Data listing below:
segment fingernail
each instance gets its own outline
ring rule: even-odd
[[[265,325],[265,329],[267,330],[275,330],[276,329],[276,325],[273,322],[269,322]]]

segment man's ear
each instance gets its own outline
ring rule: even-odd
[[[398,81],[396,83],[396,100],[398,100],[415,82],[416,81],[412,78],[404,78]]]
End of Data listing.
• Description of the task: Every entry should be retyped exactly as it appears.

• Task solution:
segment fingernail
each instance gets its own outline
ring rule: even-odd
[[[265,325],[265,329],[267,330],[275,330],[276,329],[276,325],[273,322],[269,322]]]

segment man's ear
each instance gets its own outline
ring rule: even-odd
[[[398,81],[396,83],[396,100],[398,100],[415,82],[416,81],[412,78],[404,78]]]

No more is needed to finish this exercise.